## WHAT TO DO
Leave the pictures out and transcribe every record exactly.

## RECORDS FOR THE EXERCISE

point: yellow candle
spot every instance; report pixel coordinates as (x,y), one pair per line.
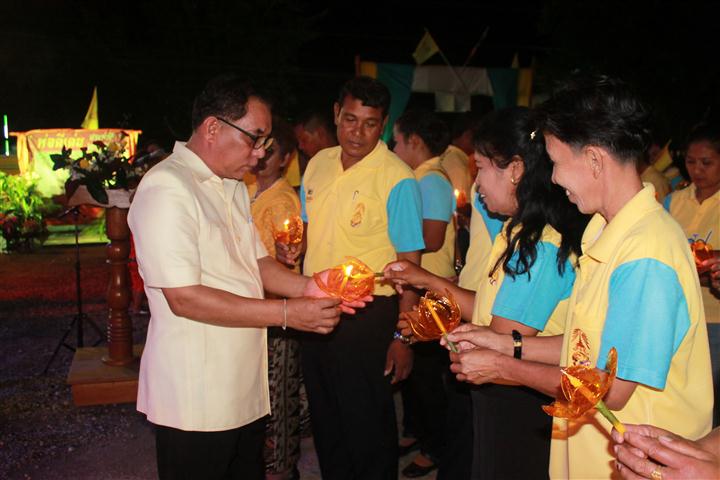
(429,304)
(600,405)
(348,271)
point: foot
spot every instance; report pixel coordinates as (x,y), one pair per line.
(407,445)
(420,466)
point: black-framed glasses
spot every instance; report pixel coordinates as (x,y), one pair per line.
(259,141)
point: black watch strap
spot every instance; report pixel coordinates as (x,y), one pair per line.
(517,344)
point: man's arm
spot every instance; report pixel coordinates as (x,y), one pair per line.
(280,280)
(218,307)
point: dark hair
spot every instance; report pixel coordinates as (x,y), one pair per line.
(600,111)
(369,91)
(426,125)
(311,120)
(225,96)
(284,137)
(507,135)
(705,132)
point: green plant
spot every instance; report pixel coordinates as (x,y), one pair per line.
(106,166)
(21,211)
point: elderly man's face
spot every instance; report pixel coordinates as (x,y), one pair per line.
(237,153)
(359,128)
(573,171)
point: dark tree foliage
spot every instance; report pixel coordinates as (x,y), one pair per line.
(667,49)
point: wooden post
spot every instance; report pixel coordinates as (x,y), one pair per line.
(120,339)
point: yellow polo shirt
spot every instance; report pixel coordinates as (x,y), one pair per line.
(698,221)
(456,163)
(537,298)
(483,230)
(636,290)
(438,203)
(661,184)
(191,227)
(371,211)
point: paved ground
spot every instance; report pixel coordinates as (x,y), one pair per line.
(42,435)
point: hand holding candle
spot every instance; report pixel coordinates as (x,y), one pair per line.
(351,280)
(437,314)
(290,231)
(583,388)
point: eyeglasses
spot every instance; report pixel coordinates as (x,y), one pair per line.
(259,141)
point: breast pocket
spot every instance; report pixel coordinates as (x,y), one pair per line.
(362,214)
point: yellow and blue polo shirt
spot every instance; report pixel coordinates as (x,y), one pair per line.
(698,221)
(636,290)
(438,203)
(483,230)
(371,211)
(537,298)
(455,162)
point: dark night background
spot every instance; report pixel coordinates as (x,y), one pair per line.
(149,58)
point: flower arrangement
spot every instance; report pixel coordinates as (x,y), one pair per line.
(21,217)
(106,166)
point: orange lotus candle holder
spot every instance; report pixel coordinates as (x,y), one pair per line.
(350,281)
(583,388)
(437,315)
(290,231)
(701,251)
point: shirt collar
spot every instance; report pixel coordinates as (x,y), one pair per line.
(600,238)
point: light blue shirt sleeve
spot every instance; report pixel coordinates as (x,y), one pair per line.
(437,198)
(666,201)
(493,225)
(646,321)
(404,210)
(303,212)
(531,299)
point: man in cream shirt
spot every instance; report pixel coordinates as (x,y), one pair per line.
(203,375)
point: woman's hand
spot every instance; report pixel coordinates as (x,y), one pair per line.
(403,272)
(313,290)
(468,337)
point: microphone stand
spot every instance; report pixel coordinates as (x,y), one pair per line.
(80,317)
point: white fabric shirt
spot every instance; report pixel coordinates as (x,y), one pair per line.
(191,227)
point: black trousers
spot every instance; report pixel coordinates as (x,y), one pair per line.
(424,398)
(229,454)
(351,403)
(512,433)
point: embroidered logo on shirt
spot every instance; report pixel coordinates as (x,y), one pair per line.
(357,217)
(580,347)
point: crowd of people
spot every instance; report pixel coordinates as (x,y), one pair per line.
(578,244)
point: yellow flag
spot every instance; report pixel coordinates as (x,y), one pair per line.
(91,119)
(425,49)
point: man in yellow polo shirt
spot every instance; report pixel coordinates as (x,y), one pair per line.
(636,288)
(203,376)
(359,200)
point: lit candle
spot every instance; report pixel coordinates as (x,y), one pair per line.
(600,405)
(430,305)
(348,271)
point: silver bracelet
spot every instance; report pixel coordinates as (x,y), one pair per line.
(284,313)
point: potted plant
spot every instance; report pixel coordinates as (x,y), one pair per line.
(101,170)
(22,225)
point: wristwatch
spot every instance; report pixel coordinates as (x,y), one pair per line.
(517,344)
(399,336)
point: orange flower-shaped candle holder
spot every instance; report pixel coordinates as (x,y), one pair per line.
(437,314)
(350,281)
(289,232)
(583,388)
(701,251)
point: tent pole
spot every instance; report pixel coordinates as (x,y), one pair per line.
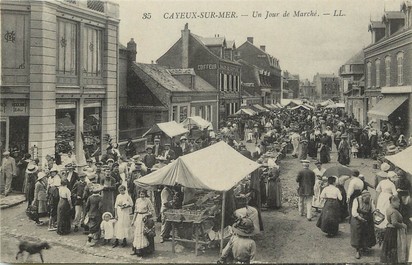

## RESPONSE TO THE EXERCISE
point: yellow candle
spot every instance; report pixel coordinates as (x,y), one pair per line.
(429,304)
(600,405)
(348,271)
point: foot
spot every instance; report pixel coordinates as (x,y), one pair per line.
(407,445)
(420,466)
point: black-framed glasses
spot every instance; report pixel coordinates as (x,y), one pair per line.
(259,141)
point: black watch strap
spot every instance; report pixel coordinates as (x,y), one pair per line.
(517,344)
point: man's arm
spot every instance; report pixel coordinates as (x,y), one pair per line.
(280,280)
(218,307)
point: dark hair
spot every instance; report pixel coordinates as (x,y), one pair per line.
(600,111)
(369,91)
(426,125)
(311,120)
(225,96)
(284,137)
(507,135)
(705,132)
point: green plant
spot every instance; report pixel coordinates as (x,y), one pair per line.
(106,166)
(21,211)
point: elderly man's face
spot every instance; report pixel coordinates as (x,y), one pair per line.
(237,153)
(359,128)
(573,171)
point: dark tree foliage
spot every instance; report pixel coordinates as (x,y), one pair per line.
(667,49)
point: wooden post
spot every instance; report pixel coordinates as (x,y), one pair per line.
(120,339)
point: yellow polo shirt
spot every instance; report pixel coordinates as (x,y), one pair per line.
(698,221)
(456,163)
(537,298)
(483,230)
(636,290)
(438,203)
(661,184)
(191,227)
(371,211)
point: paved ground
spot every instance; report pixel coordinates as (x,y), one pair per line.
(42,435)
point: hand holding candle
spot every instance; report pixel coordinates as (x,y), one pair per line.
(351,280)
(437,314)
(290,231)
(583,388)
point: eyeglasses
spot every instance; report pixel coordinates as (x,y), one pair per line.
(259,141)
point: breast pocket
spot every instance; report pixel coordinates as (x,y), one pair per line.
(362,214)
point: yellow and blue polo shirt
spot every instance; report pixel coordinates as (x,y), one pair per line.
(698,221)
(636,290)
(438,203)
(483,230)
(371,211)
(537,298)
(455,162)
point: dark night background
spot every instance; report pixel coordinates as (x,y), one pair per line.
(149,58)
point: flower arrangement
spot every instance; report pixel coordinates as (x,y), one pair per line.
(21,217)
(106,166)
point: orange lotus candle holder
spot every instance; report pixel coordinates as (x,y), one pair per line.
(350,281)
(583,388)
(437,315)
(290,231)
(701,251)
point: shirt collar
spot every instance; report pixel coordinates as (x,y), one pair per line.
(600,238)
point: light blue shirt sleeve
spot every instance; report pixel coordinates as (x,y), one pair per line.
(437,198)
(666,201)
(493,225)
(646,321)
(404,210)
(303,212)
(531,299)
point: man in cream shirt
spot every instance; report pixel coordinates as (x,y), one pair per line.
(203,375)
point: woman's hand
spot every instance; report pixel coordinates as (x,y), one pair per line.
(403,272)
(313,290)
(468,337)
point: microphone stand
spot every instance; report pixel coordinates as (x,y), one pair per line.
(80,317)
point: white fabric shirt
spot every instance; report pixel coordinates as (x,y), one pair per line.
(191,227)
point: black trousers
spot every instance; report pixel coordinates as (x,y), one pair per line.
(424,398)
(229,454)
(351,403)
(512,433)
point: embroidered logo on shirt
spot every instance; report pixel coordinates as (x,y), one pair per line.
(357,217)
(580,347)
point: crowd of people
spot every instance; report pixel coordinates as (x,y), one pair per line.
(578,244)
point: yellow flag
spot every instance; report pixel coordinates as (x,y), one pair per line.
(91,119)
(425,49)
point: man in yellow polo shirt
spot every instance; report pixel coordinates as (x,y), one pair per line.
(636,288)
(203,376)
(359,200)
point: lit candle
spot every instance; report pixel coordinates as (x,y), one pair per line.
(600,405)
(430,305)
(348,271)
point: silver bracelet
spot every instance; report pixel coordinates as (x,y), one pair per line.
(284,313)
point: potted plant
spot every instance; report pixel coordinates as (x,y), one pair per line.
(101,170)
(22,225)
point: wristwatch
spot every instance; report pixel coordinates as (x,y), one pair per line.
(517,344)
(399,336)
point: orange flower-shaped candle holder
spot every instance; report pixel coordinates as (x,y), one pair per line.
(437,314)
(350,281)
(289,232)
(583,388)
(701,251)
point: tent pole
spot every instance; report pixel coordinates as (x,y), one pair per line.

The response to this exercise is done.